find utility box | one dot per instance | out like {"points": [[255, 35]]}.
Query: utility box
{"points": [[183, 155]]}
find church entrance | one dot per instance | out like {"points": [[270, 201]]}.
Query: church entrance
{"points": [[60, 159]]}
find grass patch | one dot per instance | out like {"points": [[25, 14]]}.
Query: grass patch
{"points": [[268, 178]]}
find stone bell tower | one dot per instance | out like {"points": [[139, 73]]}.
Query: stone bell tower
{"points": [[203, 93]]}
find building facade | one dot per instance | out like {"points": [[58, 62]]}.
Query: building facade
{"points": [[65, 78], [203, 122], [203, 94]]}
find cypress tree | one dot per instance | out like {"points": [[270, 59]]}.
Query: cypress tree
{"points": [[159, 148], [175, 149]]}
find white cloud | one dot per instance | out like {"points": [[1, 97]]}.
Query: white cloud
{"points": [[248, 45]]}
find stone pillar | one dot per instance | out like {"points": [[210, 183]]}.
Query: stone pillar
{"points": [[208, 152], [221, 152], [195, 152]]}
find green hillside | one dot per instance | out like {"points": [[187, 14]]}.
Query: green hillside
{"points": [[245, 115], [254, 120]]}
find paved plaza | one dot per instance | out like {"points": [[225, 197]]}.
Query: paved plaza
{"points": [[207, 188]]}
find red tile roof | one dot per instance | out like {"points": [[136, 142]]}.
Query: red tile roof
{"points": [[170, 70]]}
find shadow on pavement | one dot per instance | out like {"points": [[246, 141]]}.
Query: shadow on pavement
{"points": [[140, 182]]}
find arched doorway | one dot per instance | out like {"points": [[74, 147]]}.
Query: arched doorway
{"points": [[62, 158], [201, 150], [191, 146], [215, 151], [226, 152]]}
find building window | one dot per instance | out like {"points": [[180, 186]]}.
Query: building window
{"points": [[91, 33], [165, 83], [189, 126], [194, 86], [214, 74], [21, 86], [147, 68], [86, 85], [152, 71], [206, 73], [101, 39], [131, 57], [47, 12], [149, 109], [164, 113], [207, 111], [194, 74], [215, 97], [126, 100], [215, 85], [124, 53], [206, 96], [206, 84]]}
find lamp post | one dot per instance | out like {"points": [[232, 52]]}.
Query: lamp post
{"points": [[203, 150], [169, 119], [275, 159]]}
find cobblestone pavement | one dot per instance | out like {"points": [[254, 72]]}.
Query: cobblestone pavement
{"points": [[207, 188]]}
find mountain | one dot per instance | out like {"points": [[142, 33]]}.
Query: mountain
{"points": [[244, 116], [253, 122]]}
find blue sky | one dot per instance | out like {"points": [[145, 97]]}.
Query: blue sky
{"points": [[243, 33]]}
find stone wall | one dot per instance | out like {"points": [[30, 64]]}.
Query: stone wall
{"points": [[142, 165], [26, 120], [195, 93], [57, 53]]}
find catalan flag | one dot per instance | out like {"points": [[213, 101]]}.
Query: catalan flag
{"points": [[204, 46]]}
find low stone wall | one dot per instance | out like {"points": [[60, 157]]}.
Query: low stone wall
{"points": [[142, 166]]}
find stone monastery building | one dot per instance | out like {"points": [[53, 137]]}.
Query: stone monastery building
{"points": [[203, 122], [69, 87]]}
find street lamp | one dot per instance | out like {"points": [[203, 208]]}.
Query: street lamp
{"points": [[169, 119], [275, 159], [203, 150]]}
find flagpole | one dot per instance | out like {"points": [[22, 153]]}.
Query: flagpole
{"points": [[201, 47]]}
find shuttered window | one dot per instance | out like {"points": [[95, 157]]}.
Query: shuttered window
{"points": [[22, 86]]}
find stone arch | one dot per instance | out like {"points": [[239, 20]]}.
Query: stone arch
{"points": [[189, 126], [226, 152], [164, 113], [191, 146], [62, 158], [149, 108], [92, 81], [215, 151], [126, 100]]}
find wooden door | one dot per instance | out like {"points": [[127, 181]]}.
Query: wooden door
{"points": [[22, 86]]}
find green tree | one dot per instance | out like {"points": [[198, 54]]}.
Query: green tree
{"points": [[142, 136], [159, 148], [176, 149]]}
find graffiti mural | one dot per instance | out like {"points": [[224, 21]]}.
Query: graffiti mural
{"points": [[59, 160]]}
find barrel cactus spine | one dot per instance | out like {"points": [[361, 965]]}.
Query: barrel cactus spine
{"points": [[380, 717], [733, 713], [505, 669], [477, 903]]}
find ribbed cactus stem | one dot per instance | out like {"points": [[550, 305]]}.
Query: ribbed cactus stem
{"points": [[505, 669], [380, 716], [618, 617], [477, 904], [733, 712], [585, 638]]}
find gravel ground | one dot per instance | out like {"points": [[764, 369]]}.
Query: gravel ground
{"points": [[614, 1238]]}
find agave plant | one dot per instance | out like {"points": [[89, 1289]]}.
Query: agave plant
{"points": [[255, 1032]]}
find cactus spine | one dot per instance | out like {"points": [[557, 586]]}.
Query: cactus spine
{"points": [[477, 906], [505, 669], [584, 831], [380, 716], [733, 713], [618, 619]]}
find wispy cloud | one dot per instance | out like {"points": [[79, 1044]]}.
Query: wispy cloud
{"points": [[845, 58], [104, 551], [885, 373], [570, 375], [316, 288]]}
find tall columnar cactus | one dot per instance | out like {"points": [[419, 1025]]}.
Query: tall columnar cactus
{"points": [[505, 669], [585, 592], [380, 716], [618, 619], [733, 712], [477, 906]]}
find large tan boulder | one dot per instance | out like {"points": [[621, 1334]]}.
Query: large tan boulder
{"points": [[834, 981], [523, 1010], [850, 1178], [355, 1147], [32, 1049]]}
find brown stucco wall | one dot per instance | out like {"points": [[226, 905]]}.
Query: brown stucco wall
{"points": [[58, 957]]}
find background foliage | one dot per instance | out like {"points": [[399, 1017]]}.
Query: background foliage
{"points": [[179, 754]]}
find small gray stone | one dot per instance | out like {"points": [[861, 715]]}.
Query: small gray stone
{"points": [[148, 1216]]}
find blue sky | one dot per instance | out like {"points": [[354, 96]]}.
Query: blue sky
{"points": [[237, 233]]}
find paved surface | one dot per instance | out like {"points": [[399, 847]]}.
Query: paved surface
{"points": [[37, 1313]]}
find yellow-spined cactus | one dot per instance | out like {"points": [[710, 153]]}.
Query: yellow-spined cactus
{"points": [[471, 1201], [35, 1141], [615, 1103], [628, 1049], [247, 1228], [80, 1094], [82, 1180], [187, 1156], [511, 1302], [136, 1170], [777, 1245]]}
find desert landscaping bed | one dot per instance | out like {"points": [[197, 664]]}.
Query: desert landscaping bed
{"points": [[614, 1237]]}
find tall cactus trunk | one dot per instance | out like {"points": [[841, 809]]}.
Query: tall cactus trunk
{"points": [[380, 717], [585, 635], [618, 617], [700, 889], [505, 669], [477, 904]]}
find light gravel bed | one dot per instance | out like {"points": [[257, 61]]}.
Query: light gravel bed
------------------------
Given exercise -
Can you turn the data above into a numbered list, one line per item, leaving out blank lines?

Worked solution -
1. find utility box | one dot per instance | out like {"points": [[255, 35]]}.
2. Query: utility box
3. {"points": [[183, 155]]}
4. find church entrance | one dot per instance | out like {"points": [[270, 201]]}.
5. Query: church entrance
6. {"points": [[60, 159]]}
7. find grass patch | one dot per instance | out like {"points": [[25, 14]]}.
8. Query: grass patch
9. {"points": [[268, 178]]}
10. find stone bell tower | one dot per instance | out like {"points": [[139, 73]]}.
11. Query: stone bell tower
12. {"points": [[203, 93]]}
13. find building facade | one dot per instance | out like {"points": [[58, 62]]}.
14. Query: building facade
15. {"points": [[65, 78], [203, 122], [203, 94]]}
16. find cypress tree | one dot per instance | out like {"points": [[270, 59]]}.
17. Query: cypress tree
18. {"points": [[159, 148], [175, 149]]}
19. find white cloud | one dot per instance | out like {"points": [[1, 97]]}.
20. Query: white cloud
21. {"points": [[248, 45]]}
22. find stone pillar | one dot per instance | out like {"points": [[210, 183]]}.
23. Query: stone pillar
24. {"points": [[208, 152], [221, 152], [195, 152]]}
25. find green hillside | one dot per instance | out like {"points": [[187, 14]]}.
26. Query: green hillside
27. {"points": [[245, 115], [254, 120]]}
28. find paved plaza | one dot per instance | out like {"points": [[225, 197]]}.
29. Query: paved plaza
30. {"points": [[207, 188]]}
31. find red tile roof | one dot per instance | out like {"points": [[136, 142]]}.
32. Query: red tile roof
33. {"points": [[170, 70]]}
34. find shadow on pavement | one dot per instance | out like {"points": [[246, 141]]}.
35. Query: shadow on pavement
36. {"points": [[140, 182]]}
37. find arched doorway | one dot per instance | out like {"points": [[74, 147]]}.
38. Query: arched doorway
39. {"points": [[62, 158], [201, 150], [191, 146], [215, 151], [226, 152]]}
40. find building window | one dot per instance | out like {"points": [[180, 186]]}.
41. Query: building window
42. {"points": [[91, 33], [165, 83], [189, 126], [194, 86], [214, 74], [21, 86], [147, 68], [86, 85], [152, 71], [206, 73], [101, 39], [131, 57], [47, 12], [149, 109], [164, 113], [207, 111], [194, 74], [215, 97], [126, 100], [215, 85], [124, 53], [206, 96], [206, 84]]}
43. find lamp post | one dot per instance | out like {"points": [[232, 52]]}.
44. Query: lamp post
45. {"points": [[203, 150], [169, 119], [275, 159]]}
46. find cobblestone pavement | one dot per instance | out like {"points": [[254, 72]]}.
47. Query: cobblestone pavement
48. {"points": [[207, 188]]}
49. find mountain | one dot per instance | out like {"points": [[142, 33]]}.
50. Query: mountain
51. {"points": [[244, 116], [253, 122]]}
52. find blue sky | one dot per instance | out like {"points": [[145, 97]]}.
53. Query: blue sky
54. {"points": [[243, 33]]}
55. find stone wall | one dot per instance | out like {"points": [[30, 64]]}.
56. Query: stone wall
57. {"points": [[142, 165], [26, 120], [195, 93], [57, 53]]}
58. find catalan flag | one dot per instance | out like {"points": [[213, 101]]}.
59. Query: catalan flag
60. {"points": [[204, 46]]}
61. find low stone wall | one dot per instance | out like {"points": [[60, 157]]}.
62. Query: low stone wall
63. {"points": [[142, 166]]}
64. find stone monastery building | one dot per instance | out like {"points": [[53, 137]]}.
65. Query: stone monastery building
66. {"points": [[203, 122], [69, 87]]}
67. find street lamp | one dot per instance | out like {"points": [[203, 208]]}.
68. Query: street lamp
69. {"points": [[169, 119], [275, 159], [203, 150]]}
70. find flagpole | one dot per instance | out like {"points": [[22, 153]]}.
71. Query: flagpole
72. {"points": [[201, 47]]}
73. find shuttered window | one dot per instance | out like {"points": [[95, 157]]}.
74. Query: shuttered window
75. {"points": [[22, 86]]}
76. find stone arch | one dot per instance | out like {"points": [[239, 20]]}.
77. Query: stone arch
78. {"points": [[189, 126], [226, 152], [164, 113], [191, 146], [62, 158], [149, 108], [92, 81], [215, 151], [126, 100]]}
79. find wooden door | one dot per instance | out like {"points": [[127, 181]]}.
80. Query: wooden door
81. {"points": [[22, 86]]}
82. find green tree | one dot per instance | out like {"points": [[198, 54]]}.
83. Query: green tree
84. {"points": [[142, 136], [159, 148], [176, 149]]}
85. find graffiti mural | one dot per instance | out like {"points": [[224, 21]]}.
86. Query: graffiti mural
87. {"points": [[59, 160]]}
88. find barrel cactus spine | one dot per instance | out like {"points": [[361, 965]]}.
89. Query: barrel cactus spine
90. {"points": [[380, 717], [733, 713], [505, 669], [477, 903]]}
91. find ribbed cactus stem | one dot per instance | out like {"points": [[550, 305]]}.
92. Query: ribbed cactus stem
93. {"points": [[505, 669], [380, 716], [618, 617], [477, 904], [733, 712], [585, 638]]}
94. find gravel ground | one dot per instance | out like {"points": [[764, 369]]}.
95. Query: gravel ground
96. {"points": [[614, 1238]]}
97. find agave plant | one dot per instance | out like {"points": [[89, 1289]]}.
98. Query: agave plant
99. {"points": [[255, 1032]]}
100. find cactus spine | one dot per instance | out like {"points": [[557, 586]]}.
101. Query: cactus spine
102. {"points": [[477, 906], [505, 669], [584, 831], [380, 716], [733, 713], [618, 619]]}
103. find wispy cloud | one dot per instance | out like {"points": [[79, 1044]]}.
104. Query: wispy cloud
105. {"points": [[845, 58], [104, 551], [885, 373], [570, 375], [316, 288]]}
106. find tall columnar cactus | one dot per instance | out like {"points": [[419, 1025]]}.
107. Query: tall columnar cactus
108. {"points": [[505, 669], [585, 592], [380, 716], [618, 619], [733, 712], [477, 906]]}
109. find large tan boulder | one dot per instance | out like {"points": [[621, 1334]]}.
110. Query: large tan boulder
111. {"points": [[834, 981], [523, 1010], [850, 1178], [355, 1147], [32, 1049]]}
112. find brown stucco wall | one dot per instance | out like {"points": [[226, 905]]}.
113. Query: brown stucco wall
114. {"points": [[58, 957]]}
115. find background foliage | one dot per instance | out like {"points": [[399, 1017]]}.
116. Query: background foliage
117. {"points": [[179, 754]]}
118. find small gray stone | one dot per instance | out like {"points": [[861, 715]]}.
119. Query: small gray stone
120. {"points": [[148, 1216]]}
121. find blue sky | one dot per instance | out like {"points": [[354, 96]]}.
122. Query: blue sky
123. {"points": [[237, 233]]}
124. find paved surface | one dot per instance | out like {"points": [[399, 847]]}.
125. Query: paved surface
126. {"points": [[37, 1313]]}
127. find yellow-spined cactus | one dot per instance | out like {"points": [[710, 153]]}.
128. Query: yellow-spined cactus
129. {"points": [[471, 1201], [35, 1141], [615, 1103], [628, 1049], [247, 1228], [80, 1094], [82, 1180], [187, 1156], [511, 1302], [136, 1170], [777, 1245]]}
130. find desert landscaping bed | one dot per instance | out like {"points": [[197, 664]]}.
131. Query: desert landscaping bed
132. {"points": [[614, 1237]]}
133. find tall cactus trunk | one dot per instance | out like {"points": [[841, 809]]}.
134. Query: tall cactus trunk
135. {"points": [[380, 717], [585, 635], [618, 617], [700, 889], [505, 669], [477, 904]]}
136. find light gravel bed | one dot per instance | out like {"points": [[257, 61]]}.
137. Query: light gravel bed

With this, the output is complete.